◆ Text section:
--
Hi Jim,

Thanks a million for going through the document. Regarding the problem you
outline where the pledge first joins to JRC1 and then later to JRC2, this
would correspond to the change of ownership of the pledge, without going
through the trouble of re-provisioning the pledge  with a new PSK/security
context. While this use case is not ideal to solve with PSKs as JRC2 would
then need to fully trust JRC1,  do you think it would be sufficient to
require in such a case that apart from the PSK, the JRC1 would need to
communicate to JRC2 the full state of the security context, including
JRC1’s sequence number (ie all mutable parameters)? JRC2 would then simply
continue with the next seqno, avoiding reuse.

Regarding your minor issue, could you check if the text in Section 8.1.1
covers what you had in mind?

https://tools.ietf.org/html/draft-ietf-6tisch-minimal-security-06#section-8..1

Mališa


On Fri, 29 Jun 2018 at 21:08, Jim Schaad <i...@augustcellars.com> wrote:

> I think I have found a security problem with the document as it currently
> stands. I also have a minor request.
>
> Minor Request:
> I think it might be advisable to explicitly state that the derived context,
> or at least the last partial IV used is stored in non-volatile storage
> after
> use.  (Could just do an update to value + n when you approach that limit.)
--
◆ Entries:
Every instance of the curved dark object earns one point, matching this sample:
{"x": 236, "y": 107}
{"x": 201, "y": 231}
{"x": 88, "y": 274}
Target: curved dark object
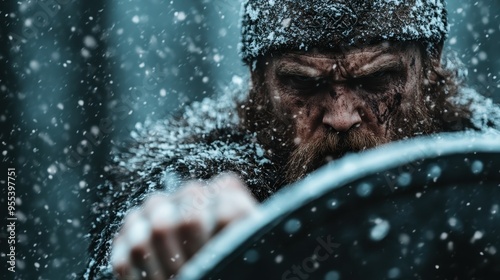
{"x": 426, "y": 208}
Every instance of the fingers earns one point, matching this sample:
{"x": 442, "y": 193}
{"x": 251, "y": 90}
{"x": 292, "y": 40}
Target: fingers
{"x": 157, "y": 239}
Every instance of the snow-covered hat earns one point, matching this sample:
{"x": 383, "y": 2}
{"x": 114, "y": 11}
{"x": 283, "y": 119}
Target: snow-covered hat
{"x": 269, "y": 25}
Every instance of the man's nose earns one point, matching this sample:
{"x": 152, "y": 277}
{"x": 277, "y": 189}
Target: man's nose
{"x": 342, "y": 114}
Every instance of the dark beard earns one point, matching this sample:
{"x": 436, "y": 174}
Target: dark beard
{"x": 306, "y": 158}
{"x": 294, "y": 162}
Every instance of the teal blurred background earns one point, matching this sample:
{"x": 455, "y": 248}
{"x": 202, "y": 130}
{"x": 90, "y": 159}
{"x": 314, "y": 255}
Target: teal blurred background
{"x": 78, "y": 76}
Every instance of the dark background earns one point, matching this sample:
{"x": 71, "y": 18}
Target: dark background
{"x": 77, "y": 76}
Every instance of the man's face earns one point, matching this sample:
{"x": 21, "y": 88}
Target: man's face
{"x": 342, "y": 102}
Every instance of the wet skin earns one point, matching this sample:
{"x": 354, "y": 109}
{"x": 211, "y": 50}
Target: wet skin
{"x": 358, "y": 89}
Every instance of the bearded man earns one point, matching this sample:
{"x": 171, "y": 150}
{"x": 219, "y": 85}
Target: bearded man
{"x": 327, "y": 78}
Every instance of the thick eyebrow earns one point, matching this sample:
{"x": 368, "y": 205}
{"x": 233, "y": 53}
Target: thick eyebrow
{"x": 384, "y": 63}
{"x": 294, "y": 68}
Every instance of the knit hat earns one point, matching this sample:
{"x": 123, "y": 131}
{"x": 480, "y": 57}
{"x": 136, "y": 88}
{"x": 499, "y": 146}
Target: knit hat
{"x": 270, "y": 25}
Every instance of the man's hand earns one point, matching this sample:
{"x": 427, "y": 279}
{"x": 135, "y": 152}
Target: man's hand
{"x": 157, "y": 239}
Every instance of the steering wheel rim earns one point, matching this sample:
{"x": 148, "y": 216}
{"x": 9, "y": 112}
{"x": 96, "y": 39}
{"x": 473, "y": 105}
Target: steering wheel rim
{"x": 405, "y": 167}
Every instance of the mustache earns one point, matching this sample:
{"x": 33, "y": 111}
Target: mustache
{"x": 309, "y": 156}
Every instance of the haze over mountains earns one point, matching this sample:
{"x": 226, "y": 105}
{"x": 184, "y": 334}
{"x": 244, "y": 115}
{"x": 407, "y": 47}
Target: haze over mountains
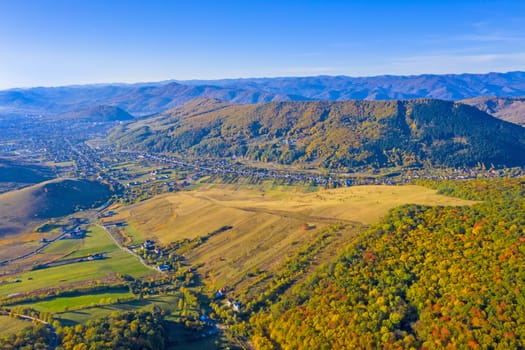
{"x": 150, "y": 98}
{"x": 332, "y": 134}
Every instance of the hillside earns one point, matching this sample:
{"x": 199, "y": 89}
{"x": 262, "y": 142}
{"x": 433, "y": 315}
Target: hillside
{"x": 511, "y": 109}
{"x": 101, "y": 113}
{"x": 385, "y": 87}
{"x": 138, "y": 99}
{"x": 22, "y": 209}
{"x": 422, "y": 278}
{"x": 345, "y": 135}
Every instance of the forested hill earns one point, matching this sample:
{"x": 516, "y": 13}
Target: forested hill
{"x": 346, "y": 134}
{"x": 511, "y": 109}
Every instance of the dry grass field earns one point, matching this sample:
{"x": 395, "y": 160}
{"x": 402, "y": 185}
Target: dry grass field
{"x": 268, "y": 224}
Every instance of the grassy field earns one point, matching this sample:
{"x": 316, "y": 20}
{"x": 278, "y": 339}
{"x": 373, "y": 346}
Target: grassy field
{"x": 63, "y": 304}
{"x": 168, "y": 303}
{"x": 96, "y": 241}
{"x": 12, "y": 325}
{"x": 72, "y": 274}
{"x": 63, "y": 247}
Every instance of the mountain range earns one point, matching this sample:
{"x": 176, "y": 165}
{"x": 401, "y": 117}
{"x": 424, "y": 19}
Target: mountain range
{"x": 150, "y": 98}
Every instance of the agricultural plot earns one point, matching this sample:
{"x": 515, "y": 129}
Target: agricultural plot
{"x": 268, "y": 223}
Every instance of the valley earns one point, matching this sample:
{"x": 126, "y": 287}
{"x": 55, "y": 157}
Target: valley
{"x": 217, "y": 225}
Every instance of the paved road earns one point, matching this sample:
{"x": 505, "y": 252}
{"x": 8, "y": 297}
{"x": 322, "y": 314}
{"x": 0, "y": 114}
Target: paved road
{"x": 34, "y": 252}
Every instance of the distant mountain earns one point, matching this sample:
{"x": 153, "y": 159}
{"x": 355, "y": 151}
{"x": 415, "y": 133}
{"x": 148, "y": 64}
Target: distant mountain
{"x": 511, "y": 109}
{"x": 149, "y": 98}
{"x": 385, "y": 87}
{"x": 22, "y": 209}
{"x": 100, "y": 113}
{"x": 137, "y": 99}
{"x": 346, "y": 134}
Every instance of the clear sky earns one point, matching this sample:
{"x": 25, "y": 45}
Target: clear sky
{"x": 59, "y": 42}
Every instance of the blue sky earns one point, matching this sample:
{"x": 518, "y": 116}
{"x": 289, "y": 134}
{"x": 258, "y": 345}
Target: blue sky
{"x": 61, "y": 42}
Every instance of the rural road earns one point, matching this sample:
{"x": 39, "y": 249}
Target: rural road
{"x": 129, "y": 251}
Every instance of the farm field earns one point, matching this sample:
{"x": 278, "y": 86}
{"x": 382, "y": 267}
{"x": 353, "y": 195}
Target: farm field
{"x": 72, "y": 317}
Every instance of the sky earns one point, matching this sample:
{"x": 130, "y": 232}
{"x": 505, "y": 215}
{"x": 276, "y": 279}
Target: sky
{"x": 64, "y": 42}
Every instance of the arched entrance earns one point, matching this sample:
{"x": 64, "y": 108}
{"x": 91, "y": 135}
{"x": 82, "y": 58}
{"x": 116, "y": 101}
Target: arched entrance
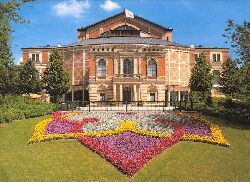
--
◆ Given task 1: In the email about the pledge's change of ownership, which section does Mališa ask Jim to check regarding his minor issue?
◆ Given task 2: In the email about the pledge security problem, reproduce the passage starting at "On Fri, 29 Jun" and ending at "approach that limit.)", substituting "persistent memory" for "non-volatile storage".
◆ Given task 3: Write the next part of the email about the security problem with the pledge and the two JRCs, continuing after its final sentence.
None of the tasks require the records.

◆ Answer 1: Section 8.1.1

◆ Answer 2:
On Fri, 29 Jun 2018 at 21:08, Jim Schaad <i...@augustcellars.com> wrote:

> I think I have found a security problem with the document as it currently
> stands. I also have a minor request.
>
> Minor Request:
> I think it might be advisable to explicitly state that the derived context,
> or at least the last partial IV used is stored in persistent memory
> after
> use.  (Could just do an update to value + n when you approach that limit.)

◆ Answer 3:
>
> Major Problem:
>
> I believe that there is a problem in that there is a designed re-use of
> partial IV values.
>
> 1.  A pledge completes a join operation with JRC1.  There are no problems
> here as the partial IV is correctly changed.  This uses a number of partial
> IVs from pledge space.
>
> 2.  JRC1 performs a number of parameter updates.  This uses a number of
> partial IV values from the JRC1 side.
>
> 3.  JRC1 disappears for some reason leaving no traces behind.
>
> 4.  The pledge is then told to do a second join and it attaches to JRC2.
> Since the pledge keeps the partial IV value there are no problems.
>
> 5.  JRC2 performs a parameter update.  Since JRC2 does not know how many
> messages were sent from JRC1, it does not know what to set the partial IV
> to
> and thus would reuse IV values.
>
> I believe that this could be addressed as follows:
>
> 1. The pledge keeps track of the last partial IV from a JRC
> 2.  When a pledge does a join, it sends that value to the JRC so that the
> JRC knows where to start generating messages.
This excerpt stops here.